[Start of Input for this task]

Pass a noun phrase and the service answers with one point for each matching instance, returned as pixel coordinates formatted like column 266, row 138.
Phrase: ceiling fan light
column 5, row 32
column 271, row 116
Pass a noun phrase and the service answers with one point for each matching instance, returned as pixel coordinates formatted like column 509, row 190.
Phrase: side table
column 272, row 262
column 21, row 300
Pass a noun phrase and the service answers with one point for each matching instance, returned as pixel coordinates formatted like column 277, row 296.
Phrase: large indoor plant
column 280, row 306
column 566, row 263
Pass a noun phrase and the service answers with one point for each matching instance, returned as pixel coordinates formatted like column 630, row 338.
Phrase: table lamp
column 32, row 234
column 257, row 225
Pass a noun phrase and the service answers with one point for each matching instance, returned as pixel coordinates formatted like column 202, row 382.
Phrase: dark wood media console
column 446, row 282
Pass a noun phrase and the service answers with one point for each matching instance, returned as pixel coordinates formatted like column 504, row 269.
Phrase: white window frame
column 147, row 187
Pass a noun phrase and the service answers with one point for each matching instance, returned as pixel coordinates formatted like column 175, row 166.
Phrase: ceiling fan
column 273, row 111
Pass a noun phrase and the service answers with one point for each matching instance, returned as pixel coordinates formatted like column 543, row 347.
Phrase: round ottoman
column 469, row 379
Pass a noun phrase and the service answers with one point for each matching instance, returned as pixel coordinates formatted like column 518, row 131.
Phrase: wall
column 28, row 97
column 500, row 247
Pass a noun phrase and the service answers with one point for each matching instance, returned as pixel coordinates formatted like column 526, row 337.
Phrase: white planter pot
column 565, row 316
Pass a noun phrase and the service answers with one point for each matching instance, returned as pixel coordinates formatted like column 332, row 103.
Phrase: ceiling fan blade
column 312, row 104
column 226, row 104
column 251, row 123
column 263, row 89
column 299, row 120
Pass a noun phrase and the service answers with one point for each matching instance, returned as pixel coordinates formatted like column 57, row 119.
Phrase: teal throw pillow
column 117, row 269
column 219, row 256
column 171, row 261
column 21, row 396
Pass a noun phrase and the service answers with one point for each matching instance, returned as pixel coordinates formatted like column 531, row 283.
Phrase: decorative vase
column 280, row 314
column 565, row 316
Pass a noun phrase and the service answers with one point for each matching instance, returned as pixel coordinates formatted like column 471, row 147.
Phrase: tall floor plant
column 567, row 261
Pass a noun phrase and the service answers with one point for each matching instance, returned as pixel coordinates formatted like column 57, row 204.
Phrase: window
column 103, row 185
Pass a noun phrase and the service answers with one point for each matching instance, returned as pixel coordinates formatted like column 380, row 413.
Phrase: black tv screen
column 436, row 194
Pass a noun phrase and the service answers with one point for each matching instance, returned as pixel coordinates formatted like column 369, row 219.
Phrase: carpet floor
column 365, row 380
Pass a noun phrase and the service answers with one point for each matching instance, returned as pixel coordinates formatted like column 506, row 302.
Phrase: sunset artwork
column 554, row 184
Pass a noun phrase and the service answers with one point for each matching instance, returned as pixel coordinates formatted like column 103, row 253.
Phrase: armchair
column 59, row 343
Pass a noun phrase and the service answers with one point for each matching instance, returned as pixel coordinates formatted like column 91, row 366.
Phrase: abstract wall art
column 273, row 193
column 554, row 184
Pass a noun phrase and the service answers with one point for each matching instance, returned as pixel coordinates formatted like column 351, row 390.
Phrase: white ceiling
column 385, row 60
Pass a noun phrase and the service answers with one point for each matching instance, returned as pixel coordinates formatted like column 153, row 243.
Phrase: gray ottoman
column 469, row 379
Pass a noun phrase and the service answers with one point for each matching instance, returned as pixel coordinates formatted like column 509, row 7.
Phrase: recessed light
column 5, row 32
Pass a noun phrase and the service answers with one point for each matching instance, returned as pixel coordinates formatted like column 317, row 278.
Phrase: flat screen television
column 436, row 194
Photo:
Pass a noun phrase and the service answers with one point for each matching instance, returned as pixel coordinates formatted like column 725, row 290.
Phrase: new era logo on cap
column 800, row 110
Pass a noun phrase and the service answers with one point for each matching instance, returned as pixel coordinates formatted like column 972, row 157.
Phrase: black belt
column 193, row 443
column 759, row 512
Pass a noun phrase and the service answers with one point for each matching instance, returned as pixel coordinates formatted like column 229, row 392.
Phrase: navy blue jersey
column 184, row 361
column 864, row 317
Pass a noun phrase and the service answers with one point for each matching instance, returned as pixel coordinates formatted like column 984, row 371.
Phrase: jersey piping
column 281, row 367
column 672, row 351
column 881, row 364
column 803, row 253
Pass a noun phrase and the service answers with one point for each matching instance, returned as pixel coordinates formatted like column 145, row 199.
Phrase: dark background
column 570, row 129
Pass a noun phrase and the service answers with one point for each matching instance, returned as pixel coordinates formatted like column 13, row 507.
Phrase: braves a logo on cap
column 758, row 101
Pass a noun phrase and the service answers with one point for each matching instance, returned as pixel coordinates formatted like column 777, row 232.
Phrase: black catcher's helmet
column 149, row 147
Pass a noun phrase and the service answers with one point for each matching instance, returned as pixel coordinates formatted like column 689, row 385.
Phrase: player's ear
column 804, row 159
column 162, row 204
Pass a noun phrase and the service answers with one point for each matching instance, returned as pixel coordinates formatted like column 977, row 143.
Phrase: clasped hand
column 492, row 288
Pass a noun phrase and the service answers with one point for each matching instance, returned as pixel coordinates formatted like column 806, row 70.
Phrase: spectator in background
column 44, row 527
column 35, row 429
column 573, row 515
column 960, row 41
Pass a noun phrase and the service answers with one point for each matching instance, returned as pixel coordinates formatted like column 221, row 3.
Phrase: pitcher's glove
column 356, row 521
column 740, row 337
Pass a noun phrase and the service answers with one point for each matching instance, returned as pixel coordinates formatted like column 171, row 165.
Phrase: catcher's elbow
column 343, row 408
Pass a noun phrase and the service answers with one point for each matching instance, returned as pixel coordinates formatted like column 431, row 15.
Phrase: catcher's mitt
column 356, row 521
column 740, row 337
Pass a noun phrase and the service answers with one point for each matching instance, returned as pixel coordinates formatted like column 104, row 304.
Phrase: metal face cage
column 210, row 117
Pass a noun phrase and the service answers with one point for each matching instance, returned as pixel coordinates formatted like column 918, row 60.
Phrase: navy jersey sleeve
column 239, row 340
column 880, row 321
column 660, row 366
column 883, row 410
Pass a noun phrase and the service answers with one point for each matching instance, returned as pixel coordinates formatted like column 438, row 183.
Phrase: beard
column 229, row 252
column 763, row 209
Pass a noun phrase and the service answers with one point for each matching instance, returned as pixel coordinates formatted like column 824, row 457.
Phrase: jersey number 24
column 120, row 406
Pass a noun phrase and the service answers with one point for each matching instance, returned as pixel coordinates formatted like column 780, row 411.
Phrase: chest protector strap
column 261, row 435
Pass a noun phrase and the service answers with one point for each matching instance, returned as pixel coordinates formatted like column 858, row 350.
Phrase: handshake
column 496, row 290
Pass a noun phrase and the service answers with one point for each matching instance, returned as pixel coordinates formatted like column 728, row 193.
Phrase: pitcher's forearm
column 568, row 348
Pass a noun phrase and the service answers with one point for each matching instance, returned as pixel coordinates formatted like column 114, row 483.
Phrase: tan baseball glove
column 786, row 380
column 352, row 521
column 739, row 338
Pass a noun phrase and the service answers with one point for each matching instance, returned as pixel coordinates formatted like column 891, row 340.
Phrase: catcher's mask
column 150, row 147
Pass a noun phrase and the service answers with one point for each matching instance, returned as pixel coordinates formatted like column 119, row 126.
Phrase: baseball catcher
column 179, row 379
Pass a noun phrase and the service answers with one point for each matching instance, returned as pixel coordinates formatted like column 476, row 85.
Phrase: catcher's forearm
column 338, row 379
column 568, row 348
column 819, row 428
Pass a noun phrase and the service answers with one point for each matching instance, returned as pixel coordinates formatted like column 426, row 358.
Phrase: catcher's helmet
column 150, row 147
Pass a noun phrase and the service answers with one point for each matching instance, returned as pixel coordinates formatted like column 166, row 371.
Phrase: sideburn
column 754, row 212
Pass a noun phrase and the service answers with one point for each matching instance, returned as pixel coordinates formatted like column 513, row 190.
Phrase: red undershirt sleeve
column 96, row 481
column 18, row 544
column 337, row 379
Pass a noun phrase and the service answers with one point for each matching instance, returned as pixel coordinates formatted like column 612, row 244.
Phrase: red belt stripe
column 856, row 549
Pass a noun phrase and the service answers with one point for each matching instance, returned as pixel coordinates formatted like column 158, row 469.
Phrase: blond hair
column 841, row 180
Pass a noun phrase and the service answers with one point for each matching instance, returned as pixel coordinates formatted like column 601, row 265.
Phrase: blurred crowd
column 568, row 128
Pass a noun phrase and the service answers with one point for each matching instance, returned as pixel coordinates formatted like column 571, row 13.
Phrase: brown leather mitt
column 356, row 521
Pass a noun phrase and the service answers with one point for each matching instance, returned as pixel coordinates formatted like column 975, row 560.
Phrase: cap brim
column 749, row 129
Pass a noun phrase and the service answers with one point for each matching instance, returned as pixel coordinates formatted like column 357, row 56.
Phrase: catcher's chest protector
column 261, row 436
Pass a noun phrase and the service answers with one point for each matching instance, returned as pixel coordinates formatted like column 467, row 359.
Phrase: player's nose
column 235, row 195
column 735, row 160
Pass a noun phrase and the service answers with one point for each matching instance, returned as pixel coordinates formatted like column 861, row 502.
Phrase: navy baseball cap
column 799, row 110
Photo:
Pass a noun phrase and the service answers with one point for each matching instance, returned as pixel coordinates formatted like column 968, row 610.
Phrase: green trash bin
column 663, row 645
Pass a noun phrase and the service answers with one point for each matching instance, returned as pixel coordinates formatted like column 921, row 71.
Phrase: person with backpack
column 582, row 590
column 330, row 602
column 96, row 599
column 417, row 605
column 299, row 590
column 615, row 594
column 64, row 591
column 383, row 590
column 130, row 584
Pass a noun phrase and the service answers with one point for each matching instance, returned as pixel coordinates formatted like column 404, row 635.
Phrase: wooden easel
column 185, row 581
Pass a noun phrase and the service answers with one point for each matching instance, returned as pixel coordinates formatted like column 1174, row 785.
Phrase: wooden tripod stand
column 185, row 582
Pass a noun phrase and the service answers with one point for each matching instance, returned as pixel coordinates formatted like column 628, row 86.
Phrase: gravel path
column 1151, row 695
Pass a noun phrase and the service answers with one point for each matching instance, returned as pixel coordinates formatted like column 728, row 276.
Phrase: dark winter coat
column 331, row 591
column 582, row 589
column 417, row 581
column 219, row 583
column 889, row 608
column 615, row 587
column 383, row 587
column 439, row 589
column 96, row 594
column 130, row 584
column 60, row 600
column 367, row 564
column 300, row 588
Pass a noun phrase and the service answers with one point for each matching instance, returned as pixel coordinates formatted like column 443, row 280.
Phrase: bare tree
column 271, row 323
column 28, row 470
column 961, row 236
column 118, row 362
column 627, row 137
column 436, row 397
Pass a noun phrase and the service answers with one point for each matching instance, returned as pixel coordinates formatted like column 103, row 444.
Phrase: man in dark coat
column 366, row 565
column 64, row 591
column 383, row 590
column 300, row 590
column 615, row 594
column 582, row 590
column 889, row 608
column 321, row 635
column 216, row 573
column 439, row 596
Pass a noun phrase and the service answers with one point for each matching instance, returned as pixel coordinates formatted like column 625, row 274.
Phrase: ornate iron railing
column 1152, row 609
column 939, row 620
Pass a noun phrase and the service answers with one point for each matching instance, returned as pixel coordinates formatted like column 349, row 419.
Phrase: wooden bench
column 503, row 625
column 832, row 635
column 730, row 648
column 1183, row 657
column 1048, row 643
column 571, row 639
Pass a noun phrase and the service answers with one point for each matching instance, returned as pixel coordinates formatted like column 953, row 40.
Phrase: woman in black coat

[End of Input for this task]

#### Exercise goal
Copy out, word for word, the material from the line that contains "13, row 507." through the line that contains "column 883, row 410", including both of those lines.

#### Response to the exercise
Pass a noun phrase and the service answers with one point for each matching instance, returned as pixel coordinates formatted like column 13, row 507.
Phrase: braves a logo on cap
column 758, row 101
Pass a noun phrase and the service answers with one point for each matching instance, returned as pixel coordinates formatted like column 777, row 232.
Phrase: black catcher's helmet
column 149, row 147
Pass a noun phrase and the service answers with one point for each matching instance, returned as pixel coordinates formatted like column 689, row 385.
Phrase: player's ear
column 804, row 159
column 162, row 204
Pass a noun phrase and the service answers with one point for each matching instance, returned as pixel coordinates formatted like column 977, row 143.
Phrase: clasped hand
column 492, row 288
Pass a noun phrase and the service answers with one point for each matching instance, returned as pixel coordinates formatted like column 806, row 70.
Phrase: spectator in background
column 44, row 527
column 35, row 429
column 573, row 515
column 960, row 41
Pass a noun phrase and the service answers with one point for each matching instance, returned as pixel coordinates formatted like column 221, row 3.
Phrase: pitcher's glove
column 356, row 521
column 740, row 337
Pass a noun phrase and the service answers with one point for each matching instance, returned as pixel coordinates formatted like column 171, row 165.
Phrase: catcher's elbow
column 343, row 408
Pass a noun phrase and the service answers with one point for each matching instance, returned as pixel coordinates formatted like column 431, row 15.
Phrase: catcher's mitt
column 356, row 521
column 740, row 337
Pass a noun phrase and the service answers with one point for each matching instance, returned as pixel coordinates formatted like column 104, row 304.
Phrase: metal face cage
column 210, row 117
Pass a noun phrase and the service answers with one point for each matching instance, returned as pixel coordinates formatted like column 918, row 60.
Phrase: navy jersey sleeve
column 239, row 340
column 880, row 321
column 660, row 366
column 883, row 410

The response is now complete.